(Point annotation dataset records)

↓

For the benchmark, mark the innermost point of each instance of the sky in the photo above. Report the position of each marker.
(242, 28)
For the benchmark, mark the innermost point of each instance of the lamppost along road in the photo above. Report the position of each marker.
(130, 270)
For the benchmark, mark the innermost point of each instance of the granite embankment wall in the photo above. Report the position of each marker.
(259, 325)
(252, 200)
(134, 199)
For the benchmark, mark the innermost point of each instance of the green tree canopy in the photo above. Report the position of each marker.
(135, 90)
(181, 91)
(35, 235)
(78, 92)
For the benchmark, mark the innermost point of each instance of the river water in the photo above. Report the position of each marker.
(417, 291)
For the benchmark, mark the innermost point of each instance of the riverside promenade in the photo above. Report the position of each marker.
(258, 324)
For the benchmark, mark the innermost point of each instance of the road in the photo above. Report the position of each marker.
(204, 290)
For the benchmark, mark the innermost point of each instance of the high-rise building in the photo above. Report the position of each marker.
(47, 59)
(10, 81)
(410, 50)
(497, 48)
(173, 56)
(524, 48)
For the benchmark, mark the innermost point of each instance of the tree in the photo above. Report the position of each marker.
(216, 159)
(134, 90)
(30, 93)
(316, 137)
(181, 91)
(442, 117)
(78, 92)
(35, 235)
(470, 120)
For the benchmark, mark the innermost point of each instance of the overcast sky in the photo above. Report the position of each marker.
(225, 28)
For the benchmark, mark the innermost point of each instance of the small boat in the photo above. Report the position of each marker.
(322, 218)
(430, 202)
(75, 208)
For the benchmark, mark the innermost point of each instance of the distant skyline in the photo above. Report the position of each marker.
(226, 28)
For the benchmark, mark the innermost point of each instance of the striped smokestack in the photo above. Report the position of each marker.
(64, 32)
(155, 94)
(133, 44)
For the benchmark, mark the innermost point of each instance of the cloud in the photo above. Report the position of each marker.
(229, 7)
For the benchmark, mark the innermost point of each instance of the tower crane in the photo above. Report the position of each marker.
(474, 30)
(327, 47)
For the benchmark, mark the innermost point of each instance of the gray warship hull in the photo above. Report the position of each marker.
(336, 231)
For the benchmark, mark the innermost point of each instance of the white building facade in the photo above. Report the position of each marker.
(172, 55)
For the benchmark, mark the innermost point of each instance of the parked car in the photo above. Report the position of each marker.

↑

WHAT YOU NEED TO DO => Print every one of the items above again, keeping each line identical to the original.

CORRECT OUTPUT =>
For the benchmark, mark the innermost point of each instance of the sky in the photo above. Report the position of each marker.
(242, 28)
For the benchmark, mark the innermost point of each instance of the lamppost along road in the photo above. Report the position of each marker.
(130, 270)
For the benchmark, mark the innermost point of each instance of the granite embankment wall in the photo above. Report the position of each marker.
(259, 325)
(252, 200)
(134, 199)
For the benchmark, mark the innermost point of each instance of the green tree canopy in the photo above. Report the position of each marker.
(135, 90)
(181, 91)
(35, 235)
(78, 92)
For the benchmark, mark the innermost point of each instance of the river water in the photo above. Report the position of each marker.
(417, 291)
For the benchmark, mark the innermost point of each instance of the riverside promenade in the photo above. Report the position of each marker.
(258, 324)
For the benchmark, mark the innermost point of each instance of the road in the photo above. Report the position of each marker.
(204, 290)
For the benchmark, mark the innermost point of each instance of the high-rise building in the photo above. Report the position of each marker.
(47, 59)
(10, 81)
(410, 50)
(497, 48)
(173, 56)
(524, 48)
For the benchmark, mark the innermost point of each instance of the tree in the photo above. Report the position of each marker.
(216, 159)
(134, 90)
(30, 93)
(316, 137)
(181, 91)
(442, 117)
(78, 92)
(35, 235)
(470, 120)
For the benchmark, mark the innermost point of each instance of the overcast sky in the photo above. Report the position of each marker.
(225, 28)
For the benchmark, mark the innermost point of each instance of the small boat in the photo above. Report the position of each marker.
(322, 218)
(430, 202)
(75, 208)
For the benchmark, mark the innermost point of each instance of the distant skyline in the photo above. Report the position of each marker.
(226, 28)
For the benchmark, mark the innermost point of each instance of the striped smokestack in the photo above. Report the position of each marker.
(64, 32)
(155, 94)
(133, 44)
For the benchmark, mark the innermost point of each instance of the cloud in the photo above. Report the position of each marker.
(229, 7)
For the benchmark, mark the innermost point of each instance of the tower crane in the photo above. Report the position of each marker.
(474, 30)
(327, 47)
For the benchmark, mark the innermost point of each instance of the gray warship hull in the photo above. Report the position of each marker.
(336, 231)
For the benchmark, mark the innermost point of each instance of the white building facade in the photo above. Report the position of each marker.
(172, 55)
For the benchmark, mark the innermost point of each instance of the parked car in the photo above. Report the position of each marker.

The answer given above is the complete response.